• _Text segment_
•••

Fury asks the heroes to investigate a message received from Dum Dum Dugan on the Omega Base, a S.H.I.E.L.D. mobile research facility. The team defeats supervillains MODOK, Crimson Dynamo, and Mysterio as well as A.I.M. agents and failed Super Soldier experiments to prevent the Omega Base from crashing into a dam and launching several gamma bombs.

With their mission successful, the heroes travel to Atlantis, where Attuma has usurped Namor and taken control of the Atlanteans' minds. With the help of nano-technology that enables them to breathe and move freely underwater, the heroes fight the mind-controlled Atlanteans, destroy the towers which are guarded by Krang and Byrrah, rescue Namor, and defeat Attuma and Tiger Shark. After defeating Attuma, the heroes encounter Mandarin, who unleashes the Kraken on them. The team defeats the Kraken by toppling pillars on it.

•••

• _Goals_
1. According to the plot summary, how does the team defeat the Kraken?
2. Copy the plot summary word for word from "Fury asks the" to "pillars on it.".
Answer using only the plot summary.

•••

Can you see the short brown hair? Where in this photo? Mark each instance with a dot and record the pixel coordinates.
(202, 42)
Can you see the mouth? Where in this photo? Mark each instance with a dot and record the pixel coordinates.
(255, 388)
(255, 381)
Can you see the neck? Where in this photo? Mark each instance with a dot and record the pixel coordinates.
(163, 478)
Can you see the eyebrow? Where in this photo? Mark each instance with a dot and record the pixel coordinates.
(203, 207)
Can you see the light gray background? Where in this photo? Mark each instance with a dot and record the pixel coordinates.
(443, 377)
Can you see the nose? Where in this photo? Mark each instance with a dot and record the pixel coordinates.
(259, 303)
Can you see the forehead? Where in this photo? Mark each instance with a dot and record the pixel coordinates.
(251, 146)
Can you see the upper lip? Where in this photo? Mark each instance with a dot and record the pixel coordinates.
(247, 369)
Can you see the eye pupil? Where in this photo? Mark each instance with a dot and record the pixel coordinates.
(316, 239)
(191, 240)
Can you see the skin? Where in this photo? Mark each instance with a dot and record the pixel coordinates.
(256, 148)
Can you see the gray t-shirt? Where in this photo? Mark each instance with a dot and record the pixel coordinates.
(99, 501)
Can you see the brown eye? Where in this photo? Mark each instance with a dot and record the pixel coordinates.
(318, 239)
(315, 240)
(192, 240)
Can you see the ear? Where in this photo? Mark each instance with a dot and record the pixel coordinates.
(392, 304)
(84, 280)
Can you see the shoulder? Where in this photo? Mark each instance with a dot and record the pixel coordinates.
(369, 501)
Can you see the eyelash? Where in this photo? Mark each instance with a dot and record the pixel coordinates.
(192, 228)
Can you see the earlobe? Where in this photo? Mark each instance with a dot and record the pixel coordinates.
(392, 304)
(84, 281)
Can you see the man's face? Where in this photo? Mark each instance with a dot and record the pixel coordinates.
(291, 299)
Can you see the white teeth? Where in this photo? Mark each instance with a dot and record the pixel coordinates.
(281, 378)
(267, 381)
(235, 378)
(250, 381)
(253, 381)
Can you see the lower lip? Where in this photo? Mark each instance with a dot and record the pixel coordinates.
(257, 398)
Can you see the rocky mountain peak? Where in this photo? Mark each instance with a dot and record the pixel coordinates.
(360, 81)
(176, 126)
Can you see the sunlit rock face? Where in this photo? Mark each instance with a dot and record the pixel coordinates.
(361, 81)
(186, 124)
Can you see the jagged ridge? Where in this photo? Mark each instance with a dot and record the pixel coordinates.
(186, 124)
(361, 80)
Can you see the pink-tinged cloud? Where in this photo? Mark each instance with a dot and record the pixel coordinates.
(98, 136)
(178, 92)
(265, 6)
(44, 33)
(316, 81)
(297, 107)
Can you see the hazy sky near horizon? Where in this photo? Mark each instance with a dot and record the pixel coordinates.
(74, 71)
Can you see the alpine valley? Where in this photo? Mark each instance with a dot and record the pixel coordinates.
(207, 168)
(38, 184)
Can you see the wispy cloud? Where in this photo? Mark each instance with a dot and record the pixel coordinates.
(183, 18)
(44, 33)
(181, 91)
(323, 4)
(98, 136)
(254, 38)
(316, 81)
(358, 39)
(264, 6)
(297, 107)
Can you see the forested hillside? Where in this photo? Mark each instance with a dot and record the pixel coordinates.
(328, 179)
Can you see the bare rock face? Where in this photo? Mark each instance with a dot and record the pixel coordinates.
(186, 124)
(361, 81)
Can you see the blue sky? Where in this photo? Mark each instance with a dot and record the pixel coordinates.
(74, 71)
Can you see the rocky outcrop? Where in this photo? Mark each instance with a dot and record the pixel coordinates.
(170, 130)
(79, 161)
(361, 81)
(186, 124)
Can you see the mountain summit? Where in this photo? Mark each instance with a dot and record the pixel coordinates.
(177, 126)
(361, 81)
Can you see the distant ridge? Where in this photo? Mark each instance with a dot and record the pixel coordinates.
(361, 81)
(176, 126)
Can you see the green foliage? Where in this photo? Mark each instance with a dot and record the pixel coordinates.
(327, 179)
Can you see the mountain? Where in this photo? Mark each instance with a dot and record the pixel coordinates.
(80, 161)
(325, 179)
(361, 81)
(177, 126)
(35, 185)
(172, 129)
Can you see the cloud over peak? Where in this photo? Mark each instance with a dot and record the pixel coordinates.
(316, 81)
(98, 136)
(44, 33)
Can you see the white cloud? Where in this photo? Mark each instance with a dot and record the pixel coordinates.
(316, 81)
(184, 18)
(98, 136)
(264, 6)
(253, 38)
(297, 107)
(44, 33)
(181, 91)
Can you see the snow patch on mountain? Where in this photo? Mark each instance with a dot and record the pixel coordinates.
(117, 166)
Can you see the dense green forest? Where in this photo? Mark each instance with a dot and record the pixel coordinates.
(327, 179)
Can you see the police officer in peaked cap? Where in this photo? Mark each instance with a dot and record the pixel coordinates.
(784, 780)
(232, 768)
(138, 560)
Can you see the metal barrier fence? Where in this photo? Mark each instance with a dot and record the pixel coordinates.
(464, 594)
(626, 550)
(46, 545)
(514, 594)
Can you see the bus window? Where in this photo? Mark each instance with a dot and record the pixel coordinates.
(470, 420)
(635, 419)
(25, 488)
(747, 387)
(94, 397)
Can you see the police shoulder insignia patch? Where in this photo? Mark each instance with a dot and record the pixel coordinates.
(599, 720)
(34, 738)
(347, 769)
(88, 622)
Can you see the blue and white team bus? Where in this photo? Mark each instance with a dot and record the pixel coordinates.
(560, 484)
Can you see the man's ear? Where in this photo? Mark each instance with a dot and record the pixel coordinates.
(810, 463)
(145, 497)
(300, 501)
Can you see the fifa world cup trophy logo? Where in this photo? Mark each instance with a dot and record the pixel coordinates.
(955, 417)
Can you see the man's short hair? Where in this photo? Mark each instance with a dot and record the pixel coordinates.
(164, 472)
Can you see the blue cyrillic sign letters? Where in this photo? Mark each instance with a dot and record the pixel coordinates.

•••

• _The answers_
1. The team topples pillars on it.

2.
Fury asks the heroes to investigate a message received from Dum Dum Dugan on the Omega Base, a S.H.I.E.L.D. mobile research facility. The team defeats supervillains MODOK, Crimson Dynamo, and Mysterio as well as A.I.M. agents and failed Super Soldier experiments to prevent the Omega Base from crashing into a dam and launching several gamma bombs.

With their mission successful, the heroes travel to Atlantis, where Attuma has usurped Namor and taken control of the Atlanteans' minds. With the help of nano-technology that enables them to breathe and move freely underwater, the heroes fight the mind-controlled Atlanteans, destroy the towers which are guarded by Krang and Byrrah, rescue Namor, and defeat Attuma and Tiger Shark. After defeating Attuma, the heroes encounter Mandarin, who unleashes the Kraken on them. The team defeats the Kraken by toppling pillars on it.